### TASK DETAILS
Copy the material word for word, starting at the line that contains "sky and record integer pixel coordinates." and ending with the final line of the material. Leave the pictures out of your copy.

### EXERCISE MATERIAL
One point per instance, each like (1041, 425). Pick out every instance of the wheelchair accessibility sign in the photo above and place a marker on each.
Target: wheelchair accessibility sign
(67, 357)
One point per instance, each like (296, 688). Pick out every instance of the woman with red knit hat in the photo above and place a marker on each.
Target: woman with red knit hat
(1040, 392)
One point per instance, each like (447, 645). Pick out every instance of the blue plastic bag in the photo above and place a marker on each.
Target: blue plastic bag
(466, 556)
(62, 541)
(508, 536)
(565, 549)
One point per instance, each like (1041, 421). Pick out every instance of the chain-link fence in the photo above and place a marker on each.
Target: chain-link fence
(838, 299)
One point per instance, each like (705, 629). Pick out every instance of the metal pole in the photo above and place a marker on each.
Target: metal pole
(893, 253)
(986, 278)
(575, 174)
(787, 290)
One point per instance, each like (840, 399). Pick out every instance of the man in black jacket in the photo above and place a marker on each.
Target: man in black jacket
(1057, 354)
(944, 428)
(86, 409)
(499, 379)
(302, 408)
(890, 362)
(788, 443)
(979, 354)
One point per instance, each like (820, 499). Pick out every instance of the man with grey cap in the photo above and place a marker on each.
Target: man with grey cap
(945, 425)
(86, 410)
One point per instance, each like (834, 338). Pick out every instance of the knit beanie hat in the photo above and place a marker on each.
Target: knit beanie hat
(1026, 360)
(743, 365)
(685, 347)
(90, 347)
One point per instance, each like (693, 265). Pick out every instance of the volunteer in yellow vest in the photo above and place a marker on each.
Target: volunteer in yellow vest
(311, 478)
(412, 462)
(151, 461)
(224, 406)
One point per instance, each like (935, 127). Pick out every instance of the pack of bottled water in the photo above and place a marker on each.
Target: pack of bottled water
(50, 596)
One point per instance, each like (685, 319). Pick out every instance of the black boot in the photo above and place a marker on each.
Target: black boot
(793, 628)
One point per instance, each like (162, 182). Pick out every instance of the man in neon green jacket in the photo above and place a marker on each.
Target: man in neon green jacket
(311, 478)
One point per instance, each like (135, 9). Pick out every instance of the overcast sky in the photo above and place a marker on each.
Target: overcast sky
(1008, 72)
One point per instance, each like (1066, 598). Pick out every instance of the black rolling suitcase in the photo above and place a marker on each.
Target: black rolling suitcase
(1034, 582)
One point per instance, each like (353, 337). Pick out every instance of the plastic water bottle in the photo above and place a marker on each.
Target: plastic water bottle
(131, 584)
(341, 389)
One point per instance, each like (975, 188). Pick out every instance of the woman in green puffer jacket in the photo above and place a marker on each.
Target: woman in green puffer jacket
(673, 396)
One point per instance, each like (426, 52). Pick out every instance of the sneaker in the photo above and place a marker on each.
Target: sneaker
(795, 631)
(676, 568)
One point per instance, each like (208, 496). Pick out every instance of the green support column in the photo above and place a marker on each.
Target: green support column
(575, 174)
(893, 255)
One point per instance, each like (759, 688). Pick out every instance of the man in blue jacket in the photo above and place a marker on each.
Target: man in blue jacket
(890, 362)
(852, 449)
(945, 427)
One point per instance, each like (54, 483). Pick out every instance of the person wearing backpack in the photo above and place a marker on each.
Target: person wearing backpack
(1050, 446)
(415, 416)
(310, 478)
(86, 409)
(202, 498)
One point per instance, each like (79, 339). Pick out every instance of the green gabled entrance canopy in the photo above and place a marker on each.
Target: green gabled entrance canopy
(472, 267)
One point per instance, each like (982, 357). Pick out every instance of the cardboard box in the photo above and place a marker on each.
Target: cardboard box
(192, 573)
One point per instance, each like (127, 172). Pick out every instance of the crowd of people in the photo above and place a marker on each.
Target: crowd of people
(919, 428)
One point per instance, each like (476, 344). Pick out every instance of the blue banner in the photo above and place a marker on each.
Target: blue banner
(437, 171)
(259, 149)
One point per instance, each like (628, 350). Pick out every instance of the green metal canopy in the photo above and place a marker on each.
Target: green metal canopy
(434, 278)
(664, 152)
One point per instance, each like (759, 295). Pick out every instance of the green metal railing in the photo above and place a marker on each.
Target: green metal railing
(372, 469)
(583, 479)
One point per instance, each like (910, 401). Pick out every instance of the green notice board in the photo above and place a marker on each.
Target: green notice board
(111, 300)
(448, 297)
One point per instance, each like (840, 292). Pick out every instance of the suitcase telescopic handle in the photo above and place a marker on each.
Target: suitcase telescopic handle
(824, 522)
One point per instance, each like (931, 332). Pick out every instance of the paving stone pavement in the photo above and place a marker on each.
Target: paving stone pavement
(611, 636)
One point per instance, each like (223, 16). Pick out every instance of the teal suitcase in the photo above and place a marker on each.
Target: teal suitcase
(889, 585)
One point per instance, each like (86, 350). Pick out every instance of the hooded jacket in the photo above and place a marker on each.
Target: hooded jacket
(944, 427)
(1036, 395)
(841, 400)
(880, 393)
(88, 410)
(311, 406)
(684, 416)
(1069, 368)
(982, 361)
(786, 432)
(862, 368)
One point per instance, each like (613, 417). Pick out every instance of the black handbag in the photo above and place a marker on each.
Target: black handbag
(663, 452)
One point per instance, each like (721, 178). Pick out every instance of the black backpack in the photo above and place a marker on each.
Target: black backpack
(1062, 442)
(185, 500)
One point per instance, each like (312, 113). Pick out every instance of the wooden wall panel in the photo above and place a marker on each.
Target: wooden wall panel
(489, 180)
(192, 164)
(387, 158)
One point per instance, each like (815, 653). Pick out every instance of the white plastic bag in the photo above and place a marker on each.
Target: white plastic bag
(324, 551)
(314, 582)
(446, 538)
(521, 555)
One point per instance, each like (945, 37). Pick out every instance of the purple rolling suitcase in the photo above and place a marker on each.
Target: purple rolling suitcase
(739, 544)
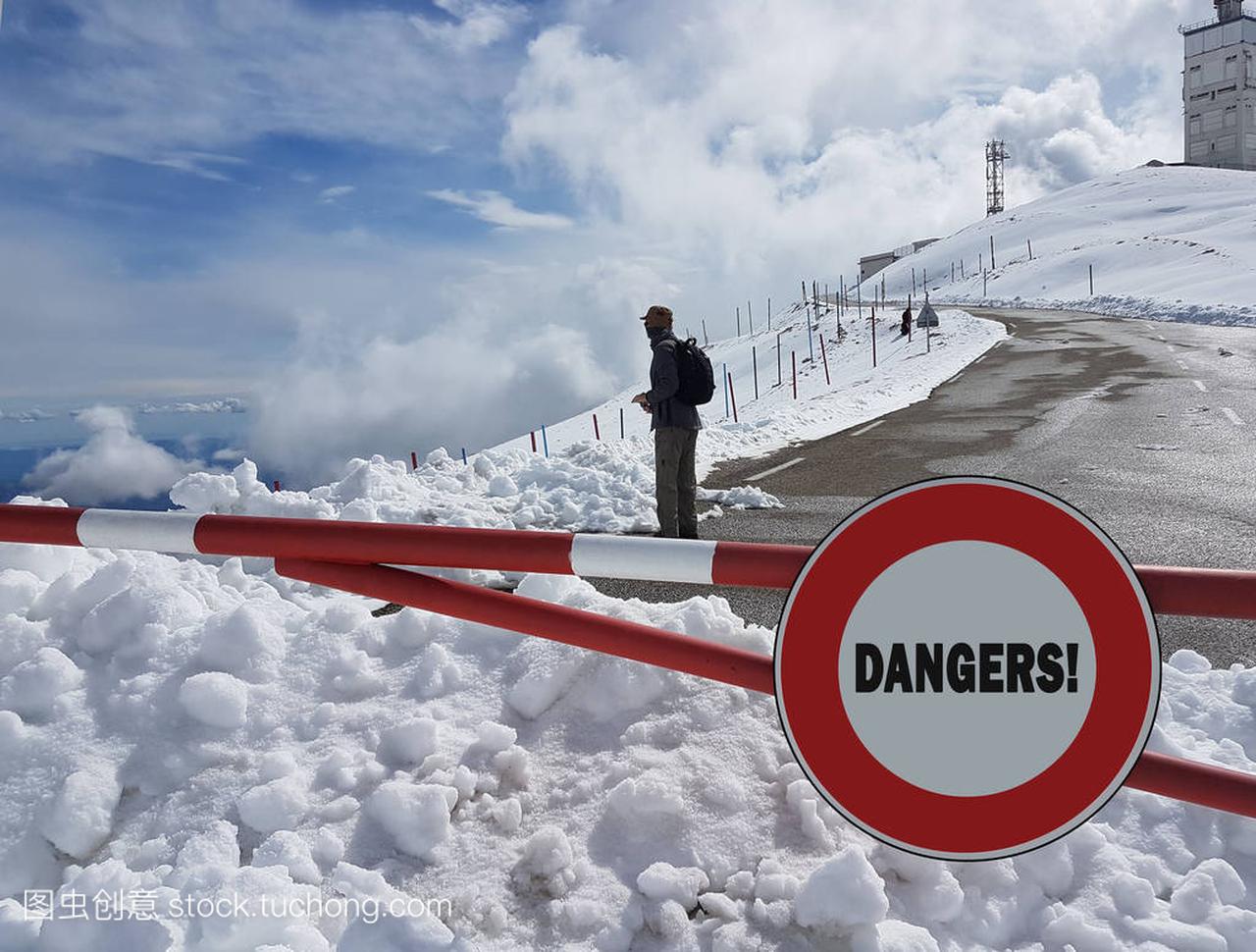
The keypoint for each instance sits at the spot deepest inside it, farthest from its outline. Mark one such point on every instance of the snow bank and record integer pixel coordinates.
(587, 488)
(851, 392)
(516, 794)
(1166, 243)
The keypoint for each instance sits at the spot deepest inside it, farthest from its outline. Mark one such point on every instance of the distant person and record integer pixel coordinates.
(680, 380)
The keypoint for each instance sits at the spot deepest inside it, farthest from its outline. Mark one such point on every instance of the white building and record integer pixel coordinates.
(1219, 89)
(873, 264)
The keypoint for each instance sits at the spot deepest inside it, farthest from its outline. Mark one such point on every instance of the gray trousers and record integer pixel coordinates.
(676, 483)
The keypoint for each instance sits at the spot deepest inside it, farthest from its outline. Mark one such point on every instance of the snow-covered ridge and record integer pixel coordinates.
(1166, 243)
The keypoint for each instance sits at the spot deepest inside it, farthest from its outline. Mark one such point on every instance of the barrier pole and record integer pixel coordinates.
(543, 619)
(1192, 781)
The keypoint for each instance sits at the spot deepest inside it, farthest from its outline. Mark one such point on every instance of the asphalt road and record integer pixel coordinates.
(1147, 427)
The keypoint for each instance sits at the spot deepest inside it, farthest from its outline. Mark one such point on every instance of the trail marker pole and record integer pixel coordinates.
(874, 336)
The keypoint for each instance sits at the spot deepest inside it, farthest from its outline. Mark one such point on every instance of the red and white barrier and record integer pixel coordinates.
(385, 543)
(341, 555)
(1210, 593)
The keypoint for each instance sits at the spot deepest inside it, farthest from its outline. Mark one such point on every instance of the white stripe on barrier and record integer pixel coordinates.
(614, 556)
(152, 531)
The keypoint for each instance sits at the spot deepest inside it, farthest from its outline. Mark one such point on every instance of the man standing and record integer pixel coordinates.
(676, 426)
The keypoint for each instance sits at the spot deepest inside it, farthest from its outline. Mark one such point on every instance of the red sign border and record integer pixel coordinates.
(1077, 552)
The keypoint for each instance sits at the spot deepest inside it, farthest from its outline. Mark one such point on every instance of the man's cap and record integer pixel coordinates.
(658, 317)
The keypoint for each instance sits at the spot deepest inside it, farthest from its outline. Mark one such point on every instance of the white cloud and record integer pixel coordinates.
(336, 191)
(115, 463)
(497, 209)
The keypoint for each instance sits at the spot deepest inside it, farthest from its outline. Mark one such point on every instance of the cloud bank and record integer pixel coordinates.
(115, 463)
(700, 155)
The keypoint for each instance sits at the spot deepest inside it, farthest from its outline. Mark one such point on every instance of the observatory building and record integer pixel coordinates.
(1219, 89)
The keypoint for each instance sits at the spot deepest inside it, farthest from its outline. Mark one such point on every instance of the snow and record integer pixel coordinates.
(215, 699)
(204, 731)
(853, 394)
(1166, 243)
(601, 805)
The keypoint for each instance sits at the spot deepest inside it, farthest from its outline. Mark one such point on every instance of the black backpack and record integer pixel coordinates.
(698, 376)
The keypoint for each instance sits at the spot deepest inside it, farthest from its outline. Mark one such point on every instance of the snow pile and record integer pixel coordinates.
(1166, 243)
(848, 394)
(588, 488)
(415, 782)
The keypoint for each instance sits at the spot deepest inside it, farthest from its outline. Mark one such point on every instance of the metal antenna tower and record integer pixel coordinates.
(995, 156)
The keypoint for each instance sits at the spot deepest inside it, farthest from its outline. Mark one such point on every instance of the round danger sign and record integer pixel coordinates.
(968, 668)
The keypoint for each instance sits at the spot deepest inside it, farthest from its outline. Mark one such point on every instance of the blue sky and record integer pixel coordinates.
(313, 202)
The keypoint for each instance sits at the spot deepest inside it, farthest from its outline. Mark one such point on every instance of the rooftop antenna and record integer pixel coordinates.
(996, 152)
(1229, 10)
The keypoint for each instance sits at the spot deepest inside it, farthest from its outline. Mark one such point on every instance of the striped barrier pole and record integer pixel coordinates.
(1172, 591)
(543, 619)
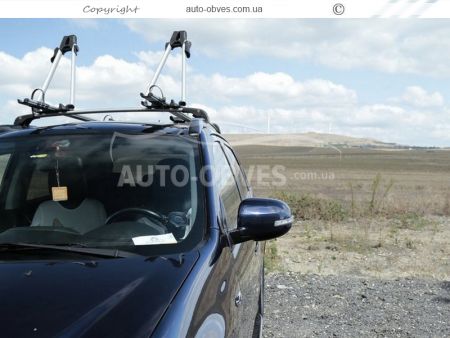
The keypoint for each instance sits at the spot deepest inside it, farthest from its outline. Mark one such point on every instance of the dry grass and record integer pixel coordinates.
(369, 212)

### WRITTEN SOLUTION
The keypoint for each instance sits at the spot deepest inside it, farthest from its outline. Mark one such point on every instance of the blue sky and record integer pixel coordinates.
(313, 202)
The keypoint for each instance sits at the spot deepest inside it, farthest from its outline. Mark one such point on every instance of the rooftop antenna and record integer pixel coordinates.
(996, 152)
(1229, 10)
The keypoint for each instance sits at the spot deepest inside it, farthest from its outline. Mark one such point on every instance of the striped barrier pole and record integer pixel coordinates.
(1172, 591)
(543, 619)
The keypoint for each instance sits at the spot deepest inside it, farthest from its outline. Mark one such point on every instance of the dry grass and record integer pixel coordinates.
(369, 212)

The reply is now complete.